AIM OF THE EXERCISE —
Write the next part of the account of writing the novel We That Are Young, continuing from its final sentence.
START SELECTED PASSAGE
We That Are Young was never going to be a realist novel if it was to cleave to an epic play that is set in a no-place, a no-time. I wanted the book to be a dark carnival, hyper-real, with a polyphonic structure and modernist sensibility in the lines. India as a setting can handle elements of the real and the mythological, the psychoanalytical tradition of the West and a circular sense of time in ways other settings can’t. Yes, I had high hopes – but working from books and memory in England, it read like the first draft it clearly was.
The stakes were high: I had lost my mother to cancer when I was 28. I cared for her, for almost eight years with my family, till she died. What should I do with the inheritance she left me? It included courage, an example of sacrifice and risk-taking, as well as the security she had worked all her life to leave me. Two years after, I had got a job I loved, reporting on minority rights abuses for an NGO. I had the chance to travel and met people who trusted me with their stories. All of us sharply aware of the gulf between those who have freedom of movement, freedom of speech and those who do not, and the responsibilities that brings. I had a regular sandwich and coffee order in a nearby café. I commuted against the tide of city bankers streaming out of Liverpool Street station. Then I turned 30, and I still wasn’t doing the thing I had said I wanted to do all my life. Write fiction. I knew something had to change.
I enrolled on a night-class on the far side of the city, reached via the stopping Circle Line, East to West. I got a portfolio of stories together, and applied for a part-time Master’s in Creative Writing, which I could study for around my job. Two years later, I got my degree. I knew I wanted to carry on teaching and writing. I handed in my notice at work. The next day the email came: I had won full funding for a PhD. To work on We That Are Young.
END SELECTED PASSAGE
START RECORDS SHOWN
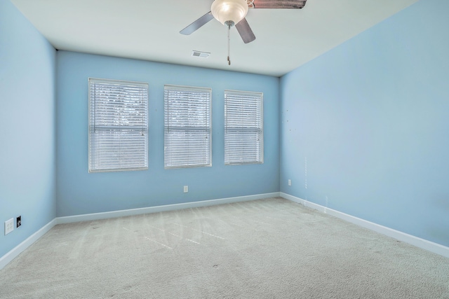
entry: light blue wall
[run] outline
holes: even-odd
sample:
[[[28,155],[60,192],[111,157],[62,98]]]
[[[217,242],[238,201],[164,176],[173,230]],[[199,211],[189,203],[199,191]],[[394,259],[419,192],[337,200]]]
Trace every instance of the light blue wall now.
[[[421,0],[281,78],[282,192],[449,246],[448,11]]]
[[[88,77],[149,84],[149,170],[88,172]],[[58,52],[58,216],[279,190],[278,78],[65,51]],[[211,167],[164,169],[164,84],[212,88]],[[264,93],[264,164],[224,165],[224,89]]]
[[[55,57],[15,7],[0,0],[0,257],[56,215]],[[22,225],[4,235],[4,221],[18,215]]]

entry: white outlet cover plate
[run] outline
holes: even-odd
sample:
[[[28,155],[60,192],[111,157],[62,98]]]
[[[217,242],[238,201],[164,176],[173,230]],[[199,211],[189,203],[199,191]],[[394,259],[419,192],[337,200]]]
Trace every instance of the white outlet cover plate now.
[[[14,230],[14,218],[11,218],[5,221],[5,235],[8,235]]]

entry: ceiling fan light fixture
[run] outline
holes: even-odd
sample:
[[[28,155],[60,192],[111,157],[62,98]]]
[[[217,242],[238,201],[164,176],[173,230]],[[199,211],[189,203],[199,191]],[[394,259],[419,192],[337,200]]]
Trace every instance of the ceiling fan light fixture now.
[[[241,21],[248,13],[246,0],[215,0],[210,8],[212,15],[224,25]],[[228,22],[227,24],[226,24]]]

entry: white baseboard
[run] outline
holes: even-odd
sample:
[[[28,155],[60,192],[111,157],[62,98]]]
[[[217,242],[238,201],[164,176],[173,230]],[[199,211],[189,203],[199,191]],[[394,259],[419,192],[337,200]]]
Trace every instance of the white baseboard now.
[[[379,232],[380,234],[391,237],[392,238],[401,242],[404,242],[406,243],[408,243],[411,245],[415,246],[422,249],[427,250],[429,251],[439,254],[446,258],[449,258],[449,247],[446,247],[445,246],[443,246],[433,242],[427,241],[427,239],[421,239],[417,237],[415,237],[413,235],[387,228],[386,226],[380,225],[379,224],[361,219],[360,218],[354,217],[354,216],[348,215],[347,214],[342,213],[341,211],[327,208],[320,204],[304,200],[302,198],[296,197],[283,192],[279,193],[279,195],[286,200],[301,204],[304,207],[309,207],[322,213],[328,214],[329,215],[340,218],[340,219],[356,224],[358,226],[368,228],[368,230],[373,230],[376,232]]]
[[[139,215],[142,214],[158,213],[160,211],[174,211],[182,209],[189,209],[201,207],[208,207],[215,204],[228,204],[231,202],[245,202],[248,200],[262,200],[263,198],[279,197],[279,192],[272,193],[257,194],[255,195],[238,196],[236,197],[221,198],[218,200],[203,200],[200,202],[185,202],[182,204],[167,204],[163,206],[149,207],[140,209],[132,209],[121,211],[113,211],[105,213],[88,214],[84,215],[69,216],[66,217],[56,217],[42,228],[29,236],[19,245],[14,247],[9,252],[0,258],[0,269],[5,267],[9,262],[37,241],[53,226],[57,224],[71,223],[74,222],[89,221],[109,218],[123,217],[126,216]]]
[[[45,235],[48,230],[50,230],[53,226],[56,225],[56,219],[53,219],[43,228],[34,232],[31,236],[28,237],[22,243],[14,247],[6,254],[0,258],[0,269],[5,267],[9,262],[13,260],[16,256],[23,252],[30,245],[37,241],[41,237]]]
[[[67,216],[56,218],[57,224],[71,223],[81,221],[92,221],[109,218],[123,217],[126,216],[140,215],[143,214],[159,213],[161,211],[174,211],[183,209],[208,207],[216,204],[229,204],[231,202],[245,202],[248,200],[262,200],[263,198],[279,197],[279,193],[257,194],[255,195],[238,196],[236,197],[220,198],[218,200],[203,200],[200,202],[185,202],[182,204],[167,204],[163,206],[149,207],[140,209],[131,209],[121,211],[112,211],[103,213],[86,214],[83,215]]]

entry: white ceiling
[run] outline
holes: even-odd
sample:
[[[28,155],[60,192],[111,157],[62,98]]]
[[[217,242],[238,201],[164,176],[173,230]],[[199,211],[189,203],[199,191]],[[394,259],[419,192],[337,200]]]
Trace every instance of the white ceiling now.
[[[179,32],[212,0],[11,0],[58,50],[282,76],[418,0],[308,0],[304,8],[250,9],[256,39],[245,44],[213,20]],[[208,58],[192,50],[210,53]]]

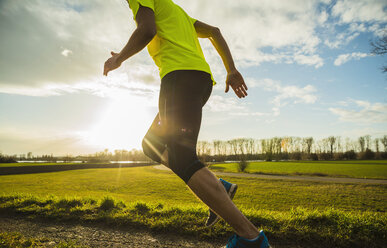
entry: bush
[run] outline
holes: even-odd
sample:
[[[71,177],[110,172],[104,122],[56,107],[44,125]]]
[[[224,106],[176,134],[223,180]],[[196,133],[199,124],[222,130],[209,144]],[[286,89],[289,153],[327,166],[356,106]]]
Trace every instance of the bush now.
[[[0,154],[0,163],[17,163],[17,161],[14,157]]]
[[[328,152],[322,152],[318,154],[318,160],[331,160],[332,154]]]
[[[359,159],[368,160],[368,159],[374,159],[374,158],[375,158],[375,153],[368,148],[365,150],[365,152],[361,152],[359,154]]]
[[[247,166],[248,166],[248,163],[246,162],[246,160],[242,159],[238,163],[238,171],[239,172],[244,172],[246,170]]]
[[[101,205],[99,208],[104,211],[110,211],[116,207],[116,202],[113,198],[106,196],[102,199]]]
[[[316,153],[311,153],[309,157],[310,157],[311,160],[314,160],[314,161],[318,160],[318,156],[317,156]]]
[[[301,152],[293,152],[290,154],[290,158],[293,160],[301,160],[302,154]]]
[[[344,158],[347,160],[354,160],[356,159],[356,153],[354,150],[346,151],[344,153]]]

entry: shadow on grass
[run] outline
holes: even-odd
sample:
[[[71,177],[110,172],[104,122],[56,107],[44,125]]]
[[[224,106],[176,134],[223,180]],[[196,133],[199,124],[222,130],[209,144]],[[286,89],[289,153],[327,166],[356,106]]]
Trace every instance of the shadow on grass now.
[[[255,225],[265,230],[273,245],[372,248],[384,247],[386,240],[385,213],[302,208],[284,212],[252,209],[242,211]],[[204,228],[207,209],[202,207],[124,203],[109,196],[99,201],[84,198],[2,196],[0,213],[25,215],[32,219],[141,227],[208,240],[226,239],[232,234],[231,228],[224,222],[211,229]]]

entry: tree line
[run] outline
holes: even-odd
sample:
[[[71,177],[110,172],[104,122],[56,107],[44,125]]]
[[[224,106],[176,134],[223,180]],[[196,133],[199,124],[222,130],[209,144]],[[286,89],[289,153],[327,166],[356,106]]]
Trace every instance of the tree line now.
[[[353,140],[341,136],[329,136],[320,140],[313,137],[273,137],[268,139],[237,138],[231,140],[199,141],[196,148],[199,159],[204,162],[246,160],[354,160],[387,159],[387,135],[372,138],[360,136]],[[105,149],[88,155],[34,156],[32,152],[20,155],[0,153],[0,163],[17,161],[47,162],[110,162],[150,161],[142,150]]]
[[[387,135],[381,138],[364,135],[356,140],[329,136],[320,140],[274,137],[199,141],[197,152],[204,161],[386,159]]]

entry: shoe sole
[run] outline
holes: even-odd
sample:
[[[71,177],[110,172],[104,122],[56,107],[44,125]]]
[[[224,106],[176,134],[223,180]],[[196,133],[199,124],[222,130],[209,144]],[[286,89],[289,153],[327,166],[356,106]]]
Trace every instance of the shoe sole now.
[[[236,185],[234,183],[231,184],[230,191],[228,192],[228,196],[230,197],[231,200],[234,199],[234,196],[235,196],[237,189],[238,189],[238,185]],[[213,225],[218,223],[219,220],[220,220],[220,217],[218,215],[216,215],[216,219],[210,225],[206,225],[206,227],[212,227]]]

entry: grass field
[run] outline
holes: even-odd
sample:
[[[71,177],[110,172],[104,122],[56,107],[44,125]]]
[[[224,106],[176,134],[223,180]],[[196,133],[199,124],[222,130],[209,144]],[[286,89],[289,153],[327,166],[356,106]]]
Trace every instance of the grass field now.
[[[234,202],[274,244],[296,237],[302,247],[383,247],[387,238],[386,185],[225,179],[239,185]],[[181,179],[153,167],[0,176],[0,195],[0,211],[208,237],[231,233],[227,225],[204,229],[207,208]]]
[[[214,164],[211,169],[238,172],[237,163]],[[245,172],[387,179],[387,160],[251,162]]]
[[[37,166],[37,165],[61,165],[61,164],[82,164],[82,163],[0,163],[0,167],[19,167],[19,166]]]
[[[225,178],[240,187],[236,204],[246,209],[290,210],[294,207],[385,212],[383,185],[308,181]],[[104,195],[125,201],[160,202],[165,205],[199,205],[184,182],[168,171],[152,167],[85,169],[55,173],[1,176],[0,193],[37,196]]]
[[[45,243],[49,240],[47,238],[29,238],[25,237],[21,233],[16,232],[0,232],[0,247],[23,247],[23,248],[37,248],[45,247]],[[56,248],[86,248],[85,246],[78,245],[75,242],[62,241],[56,245]]]

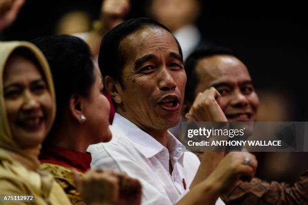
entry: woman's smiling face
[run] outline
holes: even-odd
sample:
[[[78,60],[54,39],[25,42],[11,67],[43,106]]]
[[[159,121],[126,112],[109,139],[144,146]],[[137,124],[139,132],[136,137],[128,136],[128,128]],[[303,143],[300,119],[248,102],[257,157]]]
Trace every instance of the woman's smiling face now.
[[[5,104],[14,142],[31,148],[44,140],[52,121],[53,102],[38,68],[20,55],[9,59],[4,73]]]

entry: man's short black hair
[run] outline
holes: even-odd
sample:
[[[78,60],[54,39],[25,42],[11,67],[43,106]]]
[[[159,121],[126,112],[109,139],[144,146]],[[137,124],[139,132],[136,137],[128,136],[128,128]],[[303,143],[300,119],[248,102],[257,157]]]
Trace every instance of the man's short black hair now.
[[[171,33],[168,28],[158,22],[150,19],[140,18],[126,21],[106,34],[102,40],[98,57],[99,65],[104,78],[107,75],[110,76],[123,86],[122,72],[125,65],[125,56],[120,50],[120,44],[125,37],[146,27],[160,27]],[[183,58],[180,44],[174,38],[178,44],[179,53]]]
[[[81,39],[68,35],[39,37],[31,41],[44,54],[53,79],[57,114],[54,127],[74,94],[90,97],[95,76],[92,54]]]
[[[184,100],[192,104],[195,99],[195,91],[200,79],[196,72],[198,61],[201,59],[216,55],[229,55],[237,58],[235,52],[228,48],[222,47],[200,47],[194,51],[187,58],[184,68],[187,76]]]

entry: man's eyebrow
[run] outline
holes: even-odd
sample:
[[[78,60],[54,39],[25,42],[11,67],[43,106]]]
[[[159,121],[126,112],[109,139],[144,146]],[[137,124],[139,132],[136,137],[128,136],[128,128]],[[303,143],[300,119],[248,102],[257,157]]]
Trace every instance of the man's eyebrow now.
[[[6,90],[10,88],[10,87],[22,87],[22,86],[20,83],[14,83],[9,84],[7,85],[4,85],[3,89],[5,91]]]
[[[241,85],[246,85],[247,84],[252,84],[252,81],[251,80],[244,80],[243,82],[241,82]]]
[[[214,82],[210,85],[211,87],[214,87],[215,88],[222,86],[230,87],[231,86],[231,83],[226,82]]]
[[[183,63],[183,58],[179,54],[172,52],[169,54],[169,55],[171,57],[176,58],[179,61],[180,61],[182,64]]]
[[[40,79],[38,79],[37,80],[34,80],[32,82],[31,82],[31,84],[33,85],[33,84],[35,84],[36,83],[38,83],[39,82],[45,82],[45,81],[44,81],[44,80],[42,78],[40,78]]]
[[[140,57],[135,61],[135,70],[138,69],[138,68],[140,67],[145,62],[146,62],[149,60],[155,59],[155,58],[156,57],[154,54],[148,54]]]

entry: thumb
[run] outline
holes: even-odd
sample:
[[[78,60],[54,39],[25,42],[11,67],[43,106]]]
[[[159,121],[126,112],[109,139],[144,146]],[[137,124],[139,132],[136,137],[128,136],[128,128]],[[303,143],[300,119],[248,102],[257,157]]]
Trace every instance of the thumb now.
[[[81,176],[75,169],[72,169],[71,171],[72,172],[74,183],[75,183],[76,189],[78,191],[80,192],[81,189]]]

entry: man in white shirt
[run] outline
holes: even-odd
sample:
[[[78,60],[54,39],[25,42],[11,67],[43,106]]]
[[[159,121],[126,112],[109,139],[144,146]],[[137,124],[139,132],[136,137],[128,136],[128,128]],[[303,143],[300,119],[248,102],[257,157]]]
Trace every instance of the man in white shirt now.
[[[88,148],[91,166],[139,179],[143,204],[174,204],[200,164],[168,131],[179,122],[186,83],[178,42],[164,26],[133,19],[106,34],[98,60],[117,113],[112,141]]]

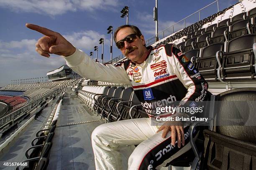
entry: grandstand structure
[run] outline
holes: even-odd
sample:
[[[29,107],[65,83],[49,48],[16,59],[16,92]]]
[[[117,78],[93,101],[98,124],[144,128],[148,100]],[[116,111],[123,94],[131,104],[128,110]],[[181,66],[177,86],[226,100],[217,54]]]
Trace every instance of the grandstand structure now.
[[[67,65],[63,65],[59,68],[48,72],[46,74],[50,81],[59,81],[60,80],[70,79],[74,75],[79,75]]]
[[[194,122],[189,131],[191,149],[161,170],[256,169],[256,103],[248,104],[245,111],[243,105],[223,102],[256,101],[256,1],[243,0],[150,44],[175,44],[203,75],[213,95],[203,136],[193,140],[195,128],[202,124]],[[79,77],[60,81],[75,75],[66,69],[64,65],[49,72],[52,82],[0,89],[24,91],[26,100],[17,102],[20,105],[10,112],[12,106],[6,101],[10,98],[0,98],[0,112],[5,113],[0,117],[4,137],[0,161],[18,160],[22,163],[16,169],[95,169],[93,130],[102,123],[148,116],[130,85]],[[237,117],[242,120],[240,124],[223,125]],[[249,123],[241,123],[245,122]],[[18,128],[12,130],[15,125]],[[124,169],[128,152],[121,150]]]

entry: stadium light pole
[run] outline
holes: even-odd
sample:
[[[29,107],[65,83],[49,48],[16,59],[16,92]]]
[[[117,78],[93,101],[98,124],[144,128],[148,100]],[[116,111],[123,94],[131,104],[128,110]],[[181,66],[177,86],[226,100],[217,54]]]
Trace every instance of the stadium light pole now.
[[[128,25],[128,16],[129,15],[129,7],[125,6],[124,7],[122,10],[120,11],[122,15],[120,17],[124,18],[126,15],[126,25]]]
[[[156,0],[156,6],[153,10],[154,21],[156,21],[156,42],[158,41],[158,14],[157,12],[157,0]]]
[[[90,56],[92,56],[92,59],[93,60],[93,52],[91,51],[90,52]]]
[[[108,34],[111,33],[111,44],[110,45],[110,60],[112,60],[112,49],[113,49],[113,27],[112,25],[108,27],[108,29],[107,29],[108,31]]]
[[[97,61],[98,61],[98,46],[94,46],[94,50],[95,51],[97,51],[97,53],[96,53],[96,62],[97,62]]]
[[[100,44],[102,44],[102,53],[101,53],[101,61],[103,63],[103,55],[104,52],[104,39],[101,38],[100,39]]]

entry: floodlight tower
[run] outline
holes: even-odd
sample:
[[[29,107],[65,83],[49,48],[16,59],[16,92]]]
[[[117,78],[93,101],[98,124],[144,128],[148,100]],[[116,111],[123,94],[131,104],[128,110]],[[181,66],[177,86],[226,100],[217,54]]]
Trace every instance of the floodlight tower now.
[[[107,29],[108,31],[108,34],[111,33],[111,44],[110,45],[110,60],[112,60],[112,49],[113,49],[113,27],[111,25],[108,27],[108,29]]]
[[[126,25],[128,25],[128,16],[129,15],[129,7],[127,6],[124,7],[120,11],[122,15],[120,17],[124,18],[126,15]]]
[[[92,51],[91,51],[90,52],[90,56],[92,56],[92,59],[93,60],[93,52],[92,52]]]
[[[103,63],[103,54],[104,52],[104,39],[101,38],[100,39],[100,44],[102,44],[102,53],[101,53],[101,60]]]
[[[94,46],[94,50],[97,51],[96,53],[96,61],[97,62],[98,61],[98,46]]]

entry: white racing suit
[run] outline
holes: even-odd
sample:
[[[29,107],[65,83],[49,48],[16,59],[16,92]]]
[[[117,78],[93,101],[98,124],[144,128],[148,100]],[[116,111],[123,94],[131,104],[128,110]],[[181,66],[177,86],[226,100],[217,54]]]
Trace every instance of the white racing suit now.
[[[198,70],[175,45],[152,47],[144,62],[137,64],[128,60],[115,65],[96,62],[77,49],[65,57],[67,64],[81,75],[92,80],[131,85],[135,93],[150,118],[122,120],[101,125],[92,134],[97,170],[121,170],[118,152],[123,146],[138,145],[128,160],[129,170],[159,169],[188,150],[188,127],[185,127],[185,145],[179,148],[171,145],[171,133],[165,139],[159,127],[151,125],[150,119],[169,116],[188,118],[182,112],[156,114],[157,107],[175,101],[188,107],[195,101],[207,99],[208,84]]]

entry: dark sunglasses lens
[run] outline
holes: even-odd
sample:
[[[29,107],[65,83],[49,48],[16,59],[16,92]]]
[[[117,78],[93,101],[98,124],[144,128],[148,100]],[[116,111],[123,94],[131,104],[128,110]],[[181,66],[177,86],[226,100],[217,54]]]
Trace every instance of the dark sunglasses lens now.
[[[124,46],[124,41],[126,41],[128,43],[131,43],[136,40],[137,37],[135,34],[131,34],[128,35],[123,40],[118,41],[116,43],[116,46],[118,49],[121,49]]]
[[[135,34],[132,34],[126,37],[125,40],[127,41],[128,43],[131,43],[134,41],[136,40],[136,35]]]

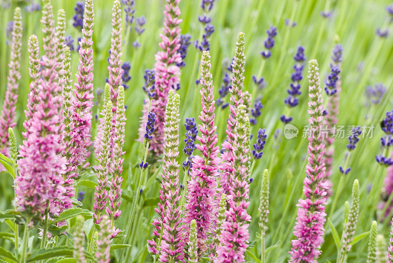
END RECORDS SHOWN
EXERCISE RESULT —
Four months in, and that same instinct to jump made me pack up my life. I found a place to rent in Delhi via endless online searches, and paid the deposit without actually seeing it first. Then I told my Delhi family and friends that I was coming to write a book based on Shakespeare, set in India and was going to live in a rental for as long as I could afford it. ‘Whatever,’ they said. ‘Just come.’
I rediscovered my second city, the place I’ve been coming to since I was a child, on new terms. There was a fermenting energy; there was creativity; there was so much rage. There were important books I could not get in the UK about Indian politics, men’s fashion, women’s rights. I kept notebooks – there ended up being 15 in total – and made daily cuttings from national newspapers and magazines. Journalistic training learned crossing borders and working in different parts of the world and (in an early, misguided incarnation) as a very junior financial reporter now got me into the back kitchens of hotels, expensive parties, the outskirts of the city. Everyone wanted to tell me about what was wrong with India. Corruption, inequality, misogyny, ‘tradition,’ pollution, caste, expansion, city planning, waste, child abuse, the building of the metro, politics, safety. There was also a forward momentum among certain classes and in the media: long held injustices were being highlighted; new possibilities for equality were being claimed. So many people I met were working, had been working for years for this.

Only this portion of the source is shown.